━━━ Texte à lire

En matière de transaction foncière, la Genèse nous donne à connaître l’achat de la grotte de Makpélah par Abraham. Il s’agit d’un marchandage traditionnel en vue du scellement de l’affaire. Abraham est demandeur. Il s’adresse au « fils de Hêth » (le Hittite), auquel il demande la possession d’un tombeau, justifiée par sa qualité d’hôte en Canaan. « Les fils de Hêth » lui répondent aimablement de choisir, parmi les leurs, le tombeau où déposer Sarah. Ils magnifient l’acheteur et le reconnaissent à la hauteur de leur rang social en l’appelant « Prince d’Elohim ». A son tour, Abraham marque son allégeance aux vendeurs. Il se prosterne parce qu’il demande une faveur. Après que l’acheteur et les vendeurs se sont jaugés, Abraham en appelle à leur humanité pour qu’ils interviennent auprès d’Ephron, fils de Sokhar, qui est le propriétaire de la grotte de Makpélah. Il propose une acquisition en pleine propriété contre paiement en argent. Ephron accepte publiquement de céder le champ, la grotte et les arbres qui s’y trouvent. Abraham s’incline à nouveau en signe de gratitude. Il réitère publiquement sa proposition. Ephron donne son prix de façon contournée : « Ecoute-moi, mon seigneur ! Un terrain de quatre cents sicles d’argent (un peu plus de 4,5 kg), qu’est-ce donc entre moi et toi ? Mets ton mort au tombeau ! » (Gn. XXIII, 15). Abraham pèse l’argent « au cours des commerçants » devant témoins et la vente est publiée aux portes de la ville. La transaction foncière est détaillée comme un texte juridique. Il s’agit d’un contrat oral qui ne peut remonter au temps des patriarches. C’est à l’évidence une composition du narrateur (source P) qui veut apporter « la preuve » juridique que l’achat a bien été réalisé selon les règles du droit. Il invente « les fils de Hêth », parce qu’il imagine que les Hittites étaient les premiers occupants du pays de Canaan (voir Gn. X qui témoigne de la méconnaissance historique de la source P, vers le VIe siècle av JC)

━━━━━━
━━━ Données fournies

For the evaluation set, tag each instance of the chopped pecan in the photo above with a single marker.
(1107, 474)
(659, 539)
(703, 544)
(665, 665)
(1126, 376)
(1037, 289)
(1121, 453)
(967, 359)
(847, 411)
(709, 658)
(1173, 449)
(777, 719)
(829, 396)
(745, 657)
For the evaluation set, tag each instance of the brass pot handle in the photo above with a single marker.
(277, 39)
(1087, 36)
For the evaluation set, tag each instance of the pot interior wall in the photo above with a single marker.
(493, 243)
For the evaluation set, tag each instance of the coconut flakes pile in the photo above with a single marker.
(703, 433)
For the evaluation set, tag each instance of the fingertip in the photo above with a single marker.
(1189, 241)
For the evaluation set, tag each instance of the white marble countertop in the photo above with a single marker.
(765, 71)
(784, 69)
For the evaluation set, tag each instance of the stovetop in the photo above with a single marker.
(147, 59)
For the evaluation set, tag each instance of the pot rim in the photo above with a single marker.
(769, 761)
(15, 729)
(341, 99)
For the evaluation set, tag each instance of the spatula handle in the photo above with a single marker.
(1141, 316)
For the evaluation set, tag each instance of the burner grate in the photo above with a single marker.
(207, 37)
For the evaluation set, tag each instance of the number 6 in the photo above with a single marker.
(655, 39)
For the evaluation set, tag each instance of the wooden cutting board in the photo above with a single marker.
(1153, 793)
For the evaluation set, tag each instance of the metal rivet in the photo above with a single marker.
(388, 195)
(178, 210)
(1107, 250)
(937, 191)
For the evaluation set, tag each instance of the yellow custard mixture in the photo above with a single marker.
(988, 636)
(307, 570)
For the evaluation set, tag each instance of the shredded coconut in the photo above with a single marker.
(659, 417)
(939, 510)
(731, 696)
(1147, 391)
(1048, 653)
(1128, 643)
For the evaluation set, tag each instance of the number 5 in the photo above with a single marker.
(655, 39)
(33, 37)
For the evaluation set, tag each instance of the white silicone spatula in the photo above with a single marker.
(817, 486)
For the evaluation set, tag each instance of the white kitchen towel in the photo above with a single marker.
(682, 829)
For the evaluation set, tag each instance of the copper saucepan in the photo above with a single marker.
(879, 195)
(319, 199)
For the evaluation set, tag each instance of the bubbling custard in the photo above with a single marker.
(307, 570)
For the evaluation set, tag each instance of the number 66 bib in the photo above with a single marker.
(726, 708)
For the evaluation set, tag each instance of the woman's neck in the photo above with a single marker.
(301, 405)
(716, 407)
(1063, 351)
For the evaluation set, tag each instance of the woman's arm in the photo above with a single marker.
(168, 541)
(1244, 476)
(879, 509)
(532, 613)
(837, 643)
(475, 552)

━━━━━━

== Consigne ==
Indiquez, s'il vous plaît, si chaque affirmation s'accorde avec le texte sur l'achat de la grotte de Makpélah, en répondant par oui ou non et en citant les mots décisifs du texte.
1. Ephron, fils de Sokhar, est le propriétaire de la grotte de Makpélah.
2. La vente repose sur un contrat écrit.
3. Abraham propose de payer en or.
Ce matériel ne sert à rien dans ce travail.

== Corrigé ==
1. Oui : « Ephron, fils de Sokhar, qui est le propriétaire de la grotte de Makpélah »
2. Non : « Il s’agit d’un contrat oral »
3. Non : « contre paiement en argent »